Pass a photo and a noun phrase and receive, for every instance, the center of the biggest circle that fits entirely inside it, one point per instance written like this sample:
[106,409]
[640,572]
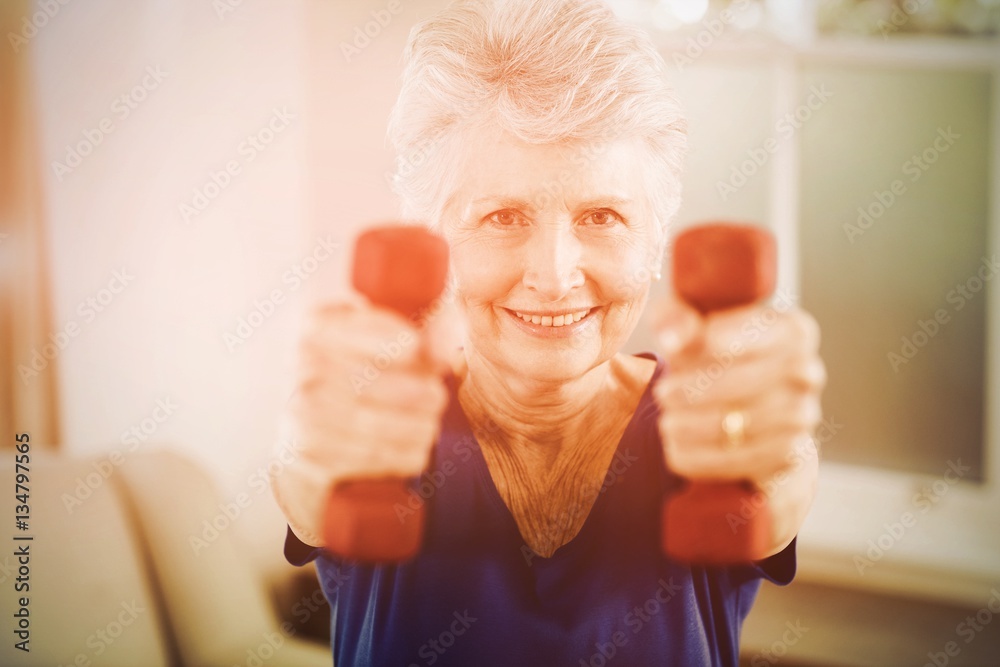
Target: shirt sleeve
[297,552]
[780,568]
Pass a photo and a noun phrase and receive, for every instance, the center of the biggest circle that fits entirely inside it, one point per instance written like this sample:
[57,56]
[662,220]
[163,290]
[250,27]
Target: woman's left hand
[741,400]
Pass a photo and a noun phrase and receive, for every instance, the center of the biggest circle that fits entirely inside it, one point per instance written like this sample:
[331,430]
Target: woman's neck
[546,417]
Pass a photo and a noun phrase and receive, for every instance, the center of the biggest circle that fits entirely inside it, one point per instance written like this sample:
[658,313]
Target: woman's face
[552,249]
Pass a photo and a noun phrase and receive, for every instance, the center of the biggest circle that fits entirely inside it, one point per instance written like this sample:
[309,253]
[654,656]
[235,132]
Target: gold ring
[734,427]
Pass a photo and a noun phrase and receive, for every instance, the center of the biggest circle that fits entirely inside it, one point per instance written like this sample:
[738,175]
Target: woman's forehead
[499,166]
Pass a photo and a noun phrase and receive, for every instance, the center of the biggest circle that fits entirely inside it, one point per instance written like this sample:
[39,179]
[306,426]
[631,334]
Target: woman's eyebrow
[520,203]
[602,202]
[505,201]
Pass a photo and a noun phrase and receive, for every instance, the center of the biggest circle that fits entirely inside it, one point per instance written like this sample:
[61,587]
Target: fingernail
[670,341]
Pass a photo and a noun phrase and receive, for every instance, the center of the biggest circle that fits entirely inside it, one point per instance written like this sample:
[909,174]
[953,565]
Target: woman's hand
[368,404]
[758,370]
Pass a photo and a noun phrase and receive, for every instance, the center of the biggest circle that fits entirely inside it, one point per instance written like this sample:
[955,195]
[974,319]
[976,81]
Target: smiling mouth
[562,320]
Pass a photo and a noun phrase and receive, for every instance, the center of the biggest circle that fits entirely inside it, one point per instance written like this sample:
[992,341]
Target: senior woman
[539,138]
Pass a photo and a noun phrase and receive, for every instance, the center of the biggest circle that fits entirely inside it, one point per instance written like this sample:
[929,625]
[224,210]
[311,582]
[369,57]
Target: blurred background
[180,179]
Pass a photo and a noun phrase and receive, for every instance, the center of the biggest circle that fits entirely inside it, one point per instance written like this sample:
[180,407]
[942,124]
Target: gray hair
[545,71]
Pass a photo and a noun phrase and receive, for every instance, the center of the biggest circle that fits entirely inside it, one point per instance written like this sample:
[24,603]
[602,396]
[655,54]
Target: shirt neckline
[482,472]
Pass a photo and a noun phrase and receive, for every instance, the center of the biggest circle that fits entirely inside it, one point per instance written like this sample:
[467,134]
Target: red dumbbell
[715,267]
[403,268]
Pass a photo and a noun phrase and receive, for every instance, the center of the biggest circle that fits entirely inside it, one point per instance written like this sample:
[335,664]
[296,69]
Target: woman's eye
[602,218]
[504,218]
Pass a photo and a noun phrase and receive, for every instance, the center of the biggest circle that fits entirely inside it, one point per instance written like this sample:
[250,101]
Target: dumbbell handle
[402,268]
[715,267]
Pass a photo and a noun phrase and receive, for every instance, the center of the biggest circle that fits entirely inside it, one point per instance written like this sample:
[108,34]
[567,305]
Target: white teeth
[550,321]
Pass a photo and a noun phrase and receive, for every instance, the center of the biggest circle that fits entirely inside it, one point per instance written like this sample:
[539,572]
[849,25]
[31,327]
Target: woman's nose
[553,262]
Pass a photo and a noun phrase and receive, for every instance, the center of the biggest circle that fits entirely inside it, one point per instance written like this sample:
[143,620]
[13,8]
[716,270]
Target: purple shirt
[476,596]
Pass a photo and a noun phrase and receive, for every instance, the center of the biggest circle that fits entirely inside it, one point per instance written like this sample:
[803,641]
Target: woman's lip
[548,325]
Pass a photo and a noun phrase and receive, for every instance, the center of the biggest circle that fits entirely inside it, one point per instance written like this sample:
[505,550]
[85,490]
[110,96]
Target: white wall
[162,337]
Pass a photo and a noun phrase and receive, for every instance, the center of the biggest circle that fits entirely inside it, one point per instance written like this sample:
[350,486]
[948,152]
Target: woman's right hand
[369,398]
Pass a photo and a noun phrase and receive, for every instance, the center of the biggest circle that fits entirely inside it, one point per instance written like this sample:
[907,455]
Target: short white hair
[545,71]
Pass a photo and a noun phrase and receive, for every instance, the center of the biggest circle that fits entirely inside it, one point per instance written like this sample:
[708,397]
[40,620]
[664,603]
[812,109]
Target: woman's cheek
[480,269]
[623,272]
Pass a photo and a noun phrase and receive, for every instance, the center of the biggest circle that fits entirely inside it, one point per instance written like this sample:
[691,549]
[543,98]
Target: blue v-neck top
[476,596]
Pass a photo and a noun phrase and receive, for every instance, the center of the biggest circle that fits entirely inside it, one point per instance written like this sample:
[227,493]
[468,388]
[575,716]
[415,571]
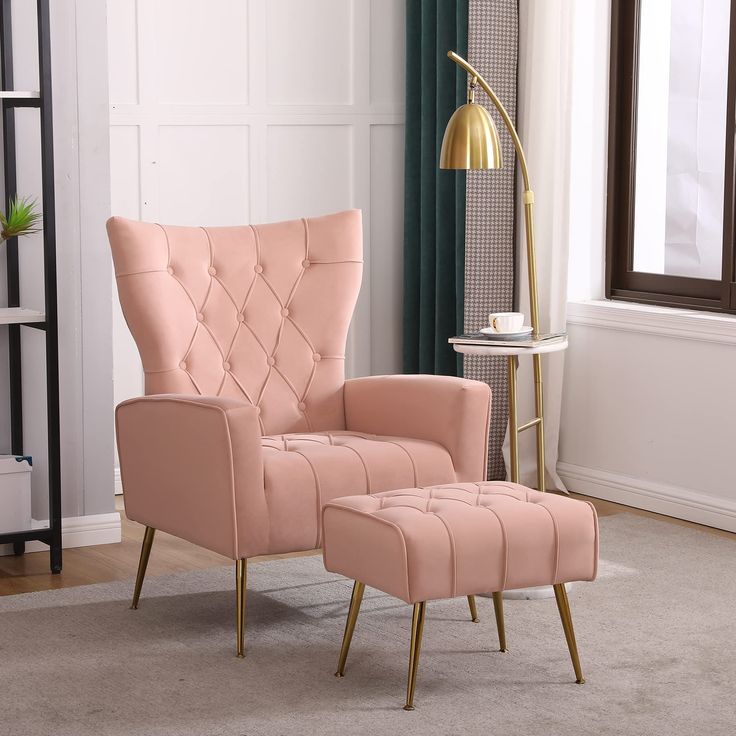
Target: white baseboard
[80,531]
[682,503]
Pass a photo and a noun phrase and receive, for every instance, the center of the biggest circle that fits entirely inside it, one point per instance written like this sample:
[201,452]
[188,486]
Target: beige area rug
[656,635]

» SHORT PROBLEM:
From the listing above, print every entry precisely and drop the pictures.

» SOLVED EXERCISE:
Pass a photo and a noun phrase and receive, for every instance, the center of the biggest circle that fits entirely inside it, one point per instance written like this sample:
[106,409]
[640,572]
Target: shirt sleeve
[297,552]
[780,568]
Pass a photo and a noun phrase and receive, for every instance, the center of the biggest circle that fits entirely inside it, one point per instance written like this sample:
[57,56]
[662,220]
[163,290]
[250,27]
Target: woman's left hand
[741,400]
Pass a photo and a noun phrase and receive, for every instance, the center of the biggest circle that fits entirely inside it, one point per instance written like this sample:
[331,430]
Target: woman's neck
[546,417]
Pass a photo and a noun phrase and receive, for every instance, the center of the biggest circle that fits entirely inside it, one point per instance written like this sample:
[658,313]
Target: woman's face
[552,249]
Pass a photo and a noun phrase and receive, for every instance, the center of the biggest circle that fits entirely inside it, one point per instance written like this sample:
[309,253]
[654,656]
[235,132]
Target: gold ring
[734,427]
Pass a photo and a noun phrase and receive, for every instance, the center of the biggest circle that fits entirely inside it, one point per instance written like this sample:
[738,175]
Target: woman's forehead
[499,166]
Pass a photo and a noun phrase and receive, for every instance, the center of the biggest circle that fits entirely inside it, one point per instance written like this sample:
[39,179]
[306,426]
[631,334]
Target: woman's eyebrow
[520,203]
[602,202]
[505,201]
Pass a photo and a noun phrase and receive, for every instance, the center of the biggest circle that fits entirely inside it, one point per instance written like this sample:
[61,587]
Target: fingernail
[670,341]
Pass a photo and a noun phrase and receive, for every instance, the center of the biggest circle that fits entirely inside it, one point per instance written like this sample:
[909,174]
[953,565]
Target: woman's hand
[368,404]
[758,370]
Pass a photo and a noun phrase and receive, for every instance, the center of the biggest circle that fits entirely inside it, one point per instance written like this sample:
[955,195]
[974,319]
[976,81]
Target: smiling mouth
[562,320]
Pass a photo and a noun phrase and receive, for every instance, the center of the biggest circle that fits entirely inside it, one point per instance written like this sample:
[992,341]
Target: senior woman
[539,138]
Pass a photo and a noun phrase and receive, for every instance, the center of the biggest circle that fits entirely inside it, one point per instance written like this sample:
[929,625]
[224,210]
[311,582]
[369,57]
Target: blurred background
[180,179]
Pass a photo and a noun phrase and receive, for every instance, the center of the biggest circle that fits entirely inside it, one point per instance written like this sample:
[180,407]
[942,124]
Target: gray hair
[545,71]
Pass a photo and a noun phrase and receive, for every instance, the center of the biggest circle that fits entirely inside it, one point per instance written like this sample:
[24,603]
[602,396]
[655,54]
Target: shirt neckline
[482,472]
Pass a photo and a noun phrase and receive, for every instance, the center of the biggest circle that fits entirely inside it, one point per instance written like this sample:
[467,134]
Target: red dumbbell
[715,267]
[403,268]
Pass a photo and a noun phrase and receive, for every instance, the center of the biggest circle that fits entirely inside it, one point per instance written like this sample:
[335,664]
[296,69]
Target: woman's eye
[602,218]
[504,218]
Pass a photo and a noun phrase and receive, for every instance, the center of the biggest circle that fits entirely inside it, one point per instance written like this sample:
[250,101]
Target: dumbbell handle
[402,268]
[715,267]
Pass a photo and a noun phrase and receive, for every instance, the center of the biggest circle that fits entirely inside it, one point per instance written like this sample:
[108,34]
[567,305]
Target: white teeth
[550,321]
Pass a photo and a noun phrase and receive, for every instance, the center of the biggest circle that fits entirely inside it, one point per instance written like this sample:
[539,572]
[849,25]
[31,327]
Target: woman's nose
[553,262]
Pass a photo and a noun phrase and receive, for every instance, the center of the biggest circle that fits entirely inside it, one point per instance written like this sample:
[143,620]
[13,8]
[716,270]
Target: purple shirt
[476,596]
Pass a photo and a noun phrase and receive, for every instance, the center of the biggest circle that fits entirely inside it, one point per instance written like this sample:
[803,641]
Target: woman's lip
[548,325]
Pass a photo and a noun phrase and receive, for every instance, the center of the biggest circle that fits entirely inside it, one point per instance written like this sample:
[505,550]
[85,490]
[110,96]
Target: white wall
[162,337]
Pass a photo and a noun phrase and receive, for every instance, the center of the biggest circle that fits entirely inside it, one point per instance written like this sample:
[350,486]
[948,152]
Target: woman's right hand
[369,398]
Pass a photo and a noun phrase and receive, for every instance, the center of the biggest circle that fits entirely inside it, one point per instance written like this sample:
[907,455]
Target: short white hair
[545,71]
Pass a photo and a noun phrase and receive, for every instance, the center of the biggest circle that fits entirely inside it, one point per instance written like this sample:
[708,397]
[40,620]
[664,603]
[812,109]
Target: woman's cheek
[480,269]
[623,272]
Pass a photo and a noun phrase and receive, for every instance, the center of the biggest circle that fits entirely inside it, one point per instance written like this sample:
[691,549]
[543,98]
Target: blue v-neck top
[476,596]
Pass a photo and a noun phrase and receive, for every instance, the center of the biggest circle that fits entirely inside it, one point per instance written like this sample:
[227,493]
[468,388]
[575,716]
[415,571]
Target: white baseboard
[80,531]
[682,503]
Pass a photo and a noun phrase and receive, for every instance, the center of the biggest circle that fits entirely inside it, one point per instance written like this sample:
[201,452]
[188,486]
Target: beige area rug
[656,635]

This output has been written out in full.